--- start ---

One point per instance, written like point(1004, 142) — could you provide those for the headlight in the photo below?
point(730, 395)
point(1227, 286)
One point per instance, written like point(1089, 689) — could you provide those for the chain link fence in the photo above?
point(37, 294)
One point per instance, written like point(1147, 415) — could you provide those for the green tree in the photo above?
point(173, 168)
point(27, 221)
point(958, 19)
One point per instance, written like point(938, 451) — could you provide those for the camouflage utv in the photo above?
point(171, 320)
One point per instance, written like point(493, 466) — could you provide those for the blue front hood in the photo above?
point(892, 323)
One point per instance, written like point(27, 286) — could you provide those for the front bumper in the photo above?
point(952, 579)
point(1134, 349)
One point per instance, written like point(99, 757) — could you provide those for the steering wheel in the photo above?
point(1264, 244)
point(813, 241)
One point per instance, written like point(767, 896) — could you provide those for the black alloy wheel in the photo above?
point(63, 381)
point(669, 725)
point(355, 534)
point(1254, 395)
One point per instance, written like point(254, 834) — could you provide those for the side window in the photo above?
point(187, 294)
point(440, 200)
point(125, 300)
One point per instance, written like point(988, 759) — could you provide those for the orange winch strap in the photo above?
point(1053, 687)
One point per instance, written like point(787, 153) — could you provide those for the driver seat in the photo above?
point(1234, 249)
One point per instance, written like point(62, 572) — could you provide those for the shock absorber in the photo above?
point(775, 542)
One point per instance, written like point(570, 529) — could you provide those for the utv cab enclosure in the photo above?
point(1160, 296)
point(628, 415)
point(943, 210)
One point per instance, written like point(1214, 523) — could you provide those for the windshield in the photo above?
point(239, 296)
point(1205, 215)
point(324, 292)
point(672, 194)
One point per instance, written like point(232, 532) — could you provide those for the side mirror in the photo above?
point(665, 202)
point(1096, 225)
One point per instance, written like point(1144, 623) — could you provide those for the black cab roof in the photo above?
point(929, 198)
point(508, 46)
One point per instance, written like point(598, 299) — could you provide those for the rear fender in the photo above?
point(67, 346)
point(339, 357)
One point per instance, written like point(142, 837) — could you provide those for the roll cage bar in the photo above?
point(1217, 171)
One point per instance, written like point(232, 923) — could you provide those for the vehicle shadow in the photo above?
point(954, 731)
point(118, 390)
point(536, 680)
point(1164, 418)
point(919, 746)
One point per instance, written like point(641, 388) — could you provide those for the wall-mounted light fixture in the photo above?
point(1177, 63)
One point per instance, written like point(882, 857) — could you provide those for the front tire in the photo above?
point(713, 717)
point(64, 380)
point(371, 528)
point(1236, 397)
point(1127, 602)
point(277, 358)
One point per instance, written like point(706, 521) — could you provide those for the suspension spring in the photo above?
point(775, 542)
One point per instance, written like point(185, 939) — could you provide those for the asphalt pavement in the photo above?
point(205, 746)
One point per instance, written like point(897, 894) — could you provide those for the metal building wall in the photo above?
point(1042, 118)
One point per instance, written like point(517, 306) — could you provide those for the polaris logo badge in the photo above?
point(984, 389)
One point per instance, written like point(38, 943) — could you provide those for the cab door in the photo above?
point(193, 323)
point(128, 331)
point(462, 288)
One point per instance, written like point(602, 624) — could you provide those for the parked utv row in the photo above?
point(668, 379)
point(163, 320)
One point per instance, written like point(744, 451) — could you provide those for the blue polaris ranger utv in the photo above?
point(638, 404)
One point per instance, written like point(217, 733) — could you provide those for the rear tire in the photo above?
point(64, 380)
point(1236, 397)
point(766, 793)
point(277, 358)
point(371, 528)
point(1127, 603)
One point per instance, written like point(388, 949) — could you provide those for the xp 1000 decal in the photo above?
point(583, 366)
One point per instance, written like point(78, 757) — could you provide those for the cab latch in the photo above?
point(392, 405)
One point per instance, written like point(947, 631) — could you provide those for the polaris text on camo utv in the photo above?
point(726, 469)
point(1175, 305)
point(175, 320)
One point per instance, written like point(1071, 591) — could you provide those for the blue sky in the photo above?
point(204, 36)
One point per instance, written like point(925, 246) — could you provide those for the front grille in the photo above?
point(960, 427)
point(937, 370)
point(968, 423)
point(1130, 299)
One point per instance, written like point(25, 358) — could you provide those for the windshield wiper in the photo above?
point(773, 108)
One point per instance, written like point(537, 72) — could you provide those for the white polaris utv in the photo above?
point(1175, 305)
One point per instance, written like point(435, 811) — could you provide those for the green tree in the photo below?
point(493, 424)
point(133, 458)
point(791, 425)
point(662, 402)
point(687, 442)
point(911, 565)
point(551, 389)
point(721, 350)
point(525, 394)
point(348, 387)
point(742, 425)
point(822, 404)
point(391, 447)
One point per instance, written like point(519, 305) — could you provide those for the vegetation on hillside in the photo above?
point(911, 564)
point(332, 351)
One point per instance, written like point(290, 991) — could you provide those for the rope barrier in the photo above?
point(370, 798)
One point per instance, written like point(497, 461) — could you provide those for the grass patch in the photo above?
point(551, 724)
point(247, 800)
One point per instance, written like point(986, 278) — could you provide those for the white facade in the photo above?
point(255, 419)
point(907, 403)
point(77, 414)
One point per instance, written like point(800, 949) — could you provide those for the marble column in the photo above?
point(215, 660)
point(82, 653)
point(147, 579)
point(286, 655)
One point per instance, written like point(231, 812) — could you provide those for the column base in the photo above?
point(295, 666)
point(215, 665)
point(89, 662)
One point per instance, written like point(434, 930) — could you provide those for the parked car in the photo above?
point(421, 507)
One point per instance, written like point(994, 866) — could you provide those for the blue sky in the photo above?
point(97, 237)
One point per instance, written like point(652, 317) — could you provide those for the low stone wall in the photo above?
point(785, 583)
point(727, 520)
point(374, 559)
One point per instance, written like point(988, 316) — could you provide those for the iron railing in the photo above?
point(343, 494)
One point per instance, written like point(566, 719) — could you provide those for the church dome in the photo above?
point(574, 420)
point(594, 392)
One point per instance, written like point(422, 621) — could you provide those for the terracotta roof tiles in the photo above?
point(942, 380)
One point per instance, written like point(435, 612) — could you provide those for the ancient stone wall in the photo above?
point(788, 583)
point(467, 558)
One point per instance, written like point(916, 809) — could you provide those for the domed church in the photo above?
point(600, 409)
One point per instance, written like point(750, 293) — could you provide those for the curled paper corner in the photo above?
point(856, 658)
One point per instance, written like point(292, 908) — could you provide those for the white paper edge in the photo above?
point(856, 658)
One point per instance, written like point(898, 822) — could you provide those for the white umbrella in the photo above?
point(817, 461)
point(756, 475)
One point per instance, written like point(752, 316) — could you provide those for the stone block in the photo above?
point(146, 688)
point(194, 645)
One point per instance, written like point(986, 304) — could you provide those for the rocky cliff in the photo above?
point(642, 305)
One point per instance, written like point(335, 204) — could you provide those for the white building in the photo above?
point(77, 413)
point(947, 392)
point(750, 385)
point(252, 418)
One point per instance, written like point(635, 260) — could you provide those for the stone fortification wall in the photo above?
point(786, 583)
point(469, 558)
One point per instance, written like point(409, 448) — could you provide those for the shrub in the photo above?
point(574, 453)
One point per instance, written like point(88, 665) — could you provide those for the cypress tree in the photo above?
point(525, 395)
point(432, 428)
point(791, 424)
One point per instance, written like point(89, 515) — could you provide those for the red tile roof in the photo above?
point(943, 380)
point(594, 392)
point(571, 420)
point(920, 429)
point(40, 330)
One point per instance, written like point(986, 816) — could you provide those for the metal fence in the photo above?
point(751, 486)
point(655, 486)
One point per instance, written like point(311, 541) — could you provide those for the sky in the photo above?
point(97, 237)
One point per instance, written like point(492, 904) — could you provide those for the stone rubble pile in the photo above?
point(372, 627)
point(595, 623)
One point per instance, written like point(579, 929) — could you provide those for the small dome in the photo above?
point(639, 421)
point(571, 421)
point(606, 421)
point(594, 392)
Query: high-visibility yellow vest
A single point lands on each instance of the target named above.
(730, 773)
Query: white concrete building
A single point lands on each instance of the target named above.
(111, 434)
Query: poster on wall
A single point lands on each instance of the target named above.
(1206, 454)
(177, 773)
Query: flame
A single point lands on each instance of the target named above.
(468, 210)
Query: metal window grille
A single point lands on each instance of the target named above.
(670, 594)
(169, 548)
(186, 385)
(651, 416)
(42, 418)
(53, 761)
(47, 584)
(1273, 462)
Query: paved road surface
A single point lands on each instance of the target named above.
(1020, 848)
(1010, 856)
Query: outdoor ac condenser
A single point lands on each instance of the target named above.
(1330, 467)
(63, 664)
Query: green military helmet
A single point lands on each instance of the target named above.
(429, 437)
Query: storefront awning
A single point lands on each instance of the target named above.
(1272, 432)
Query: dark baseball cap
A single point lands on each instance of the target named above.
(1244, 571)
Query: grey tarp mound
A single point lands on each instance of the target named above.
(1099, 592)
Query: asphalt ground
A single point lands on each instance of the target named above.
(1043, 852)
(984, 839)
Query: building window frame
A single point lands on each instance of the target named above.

--- end ---

** Exercise directions **
Output the rows as a numbered list, starting at the line containing "One point per instance, written like point(767, 896)" and ending at the line containing "point(125, 300)", leaving out any blank lines.

** Response to the task **
1. One point per instance, written like point(767, 896) — could you provide those for the black alloy wheel in the photo above?
2. point(63, 381)
3. point(669, 725)
4. point(355, 534)
5. point(1254, 395)
6. One point per instance, written like point(254, 834) — could you provide those for the side window in the photo above?
7. point(187, 294)
8. point(440, 200)
9. point(125, 300)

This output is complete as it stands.